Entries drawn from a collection
====================
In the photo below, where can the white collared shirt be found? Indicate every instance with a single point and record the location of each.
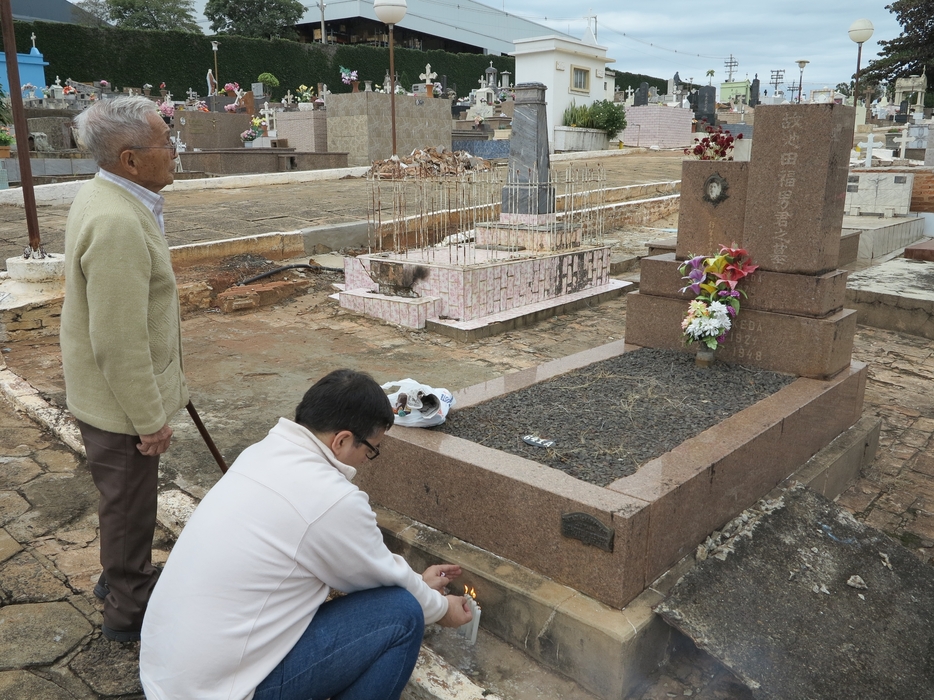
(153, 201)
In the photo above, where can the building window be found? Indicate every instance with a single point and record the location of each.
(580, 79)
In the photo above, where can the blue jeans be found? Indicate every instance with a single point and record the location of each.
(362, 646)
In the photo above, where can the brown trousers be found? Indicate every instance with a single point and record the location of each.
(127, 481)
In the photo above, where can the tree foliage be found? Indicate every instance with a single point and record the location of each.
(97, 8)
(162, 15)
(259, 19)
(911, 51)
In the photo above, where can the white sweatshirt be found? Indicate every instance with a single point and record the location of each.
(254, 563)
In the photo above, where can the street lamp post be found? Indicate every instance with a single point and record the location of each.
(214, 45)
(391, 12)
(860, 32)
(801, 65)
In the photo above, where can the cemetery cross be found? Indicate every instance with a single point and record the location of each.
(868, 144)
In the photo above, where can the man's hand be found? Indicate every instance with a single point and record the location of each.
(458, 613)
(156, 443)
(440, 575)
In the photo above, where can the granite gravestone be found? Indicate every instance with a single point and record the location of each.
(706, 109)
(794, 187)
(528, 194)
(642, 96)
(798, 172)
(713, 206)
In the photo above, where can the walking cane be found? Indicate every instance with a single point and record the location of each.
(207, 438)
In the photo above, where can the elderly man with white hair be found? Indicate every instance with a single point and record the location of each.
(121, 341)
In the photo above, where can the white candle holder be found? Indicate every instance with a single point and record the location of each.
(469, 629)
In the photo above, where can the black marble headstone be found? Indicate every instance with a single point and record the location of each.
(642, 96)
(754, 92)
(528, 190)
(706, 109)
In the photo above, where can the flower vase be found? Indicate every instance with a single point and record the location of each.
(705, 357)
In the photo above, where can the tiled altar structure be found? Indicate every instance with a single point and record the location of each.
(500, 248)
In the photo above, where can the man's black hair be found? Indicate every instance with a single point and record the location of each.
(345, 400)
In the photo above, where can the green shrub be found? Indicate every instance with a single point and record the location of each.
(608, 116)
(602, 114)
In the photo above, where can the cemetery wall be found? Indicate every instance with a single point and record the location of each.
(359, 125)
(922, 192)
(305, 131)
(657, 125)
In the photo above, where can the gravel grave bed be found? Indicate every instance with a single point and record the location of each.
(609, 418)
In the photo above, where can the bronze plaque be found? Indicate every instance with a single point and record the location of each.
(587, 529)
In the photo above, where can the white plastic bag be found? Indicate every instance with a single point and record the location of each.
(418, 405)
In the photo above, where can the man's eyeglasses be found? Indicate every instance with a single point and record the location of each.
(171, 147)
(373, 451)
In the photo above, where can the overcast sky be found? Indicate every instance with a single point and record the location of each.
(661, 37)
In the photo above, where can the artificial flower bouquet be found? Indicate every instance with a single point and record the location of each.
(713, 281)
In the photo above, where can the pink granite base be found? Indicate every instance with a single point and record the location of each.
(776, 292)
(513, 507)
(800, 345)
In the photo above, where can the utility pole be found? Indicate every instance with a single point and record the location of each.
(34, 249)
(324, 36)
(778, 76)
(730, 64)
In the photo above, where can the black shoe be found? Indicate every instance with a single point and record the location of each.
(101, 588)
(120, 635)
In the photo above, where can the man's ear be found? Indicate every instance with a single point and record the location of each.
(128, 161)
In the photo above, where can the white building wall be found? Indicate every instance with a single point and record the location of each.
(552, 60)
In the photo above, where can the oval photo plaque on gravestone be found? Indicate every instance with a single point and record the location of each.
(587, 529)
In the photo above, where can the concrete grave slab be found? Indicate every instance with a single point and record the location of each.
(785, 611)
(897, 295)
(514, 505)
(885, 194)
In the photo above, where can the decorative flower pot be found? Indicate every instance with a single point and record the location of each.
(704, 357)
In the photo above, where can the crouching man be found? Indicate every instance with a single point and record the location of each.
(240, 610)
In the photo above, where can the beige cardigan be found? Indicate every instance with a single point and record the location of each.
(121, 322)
====================
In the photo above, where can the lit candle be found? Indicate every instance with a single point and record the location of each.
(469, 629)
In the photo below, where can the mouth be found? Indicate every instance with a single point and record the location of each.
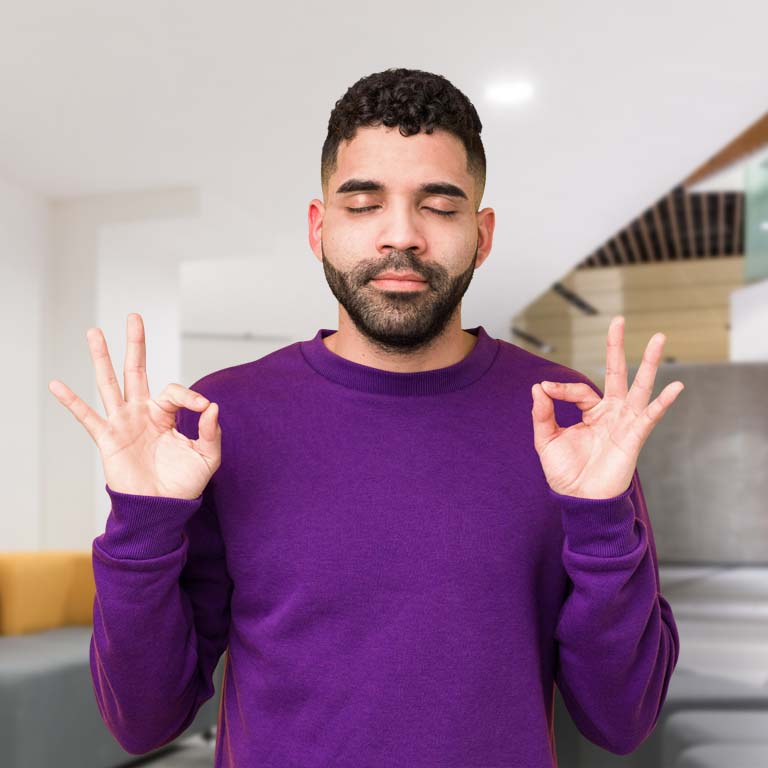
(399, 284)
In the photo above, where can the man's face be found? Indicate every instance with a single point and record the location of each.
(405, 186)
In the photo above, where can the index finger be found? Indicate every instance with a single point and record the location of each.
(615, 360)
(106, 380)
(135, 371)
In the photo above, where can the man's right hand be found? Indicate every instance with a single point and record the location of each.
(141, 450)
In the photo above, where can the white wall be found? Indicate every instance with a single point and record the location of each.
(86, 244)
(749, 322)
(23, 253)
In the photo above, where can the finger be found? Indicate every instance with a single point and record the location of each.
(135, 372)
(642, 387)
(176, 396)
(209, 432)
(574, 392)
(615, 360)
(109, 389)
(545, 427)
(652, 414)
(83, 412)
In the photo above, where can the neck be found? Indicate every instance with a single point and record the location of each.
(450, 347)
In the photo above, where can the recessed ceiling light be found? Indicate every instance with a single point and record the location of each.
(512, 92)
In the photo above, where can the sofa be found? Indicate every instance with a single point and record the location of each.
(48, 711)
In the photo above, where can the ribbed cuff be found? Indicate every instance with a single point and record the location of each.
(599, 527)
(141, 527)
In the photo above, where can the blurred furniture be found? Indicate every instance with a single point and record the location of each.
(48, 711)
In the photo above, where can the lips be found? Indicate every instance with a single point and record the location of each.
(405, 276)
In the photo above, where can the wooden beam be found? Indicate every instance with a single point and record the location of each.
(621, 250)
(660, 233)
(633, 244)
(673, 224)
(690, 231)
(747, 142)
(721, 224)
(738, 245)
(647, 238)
====================
Exercise
Count the lines of the material above that contain the string "finger", and give only the number.

Answer to the problem
2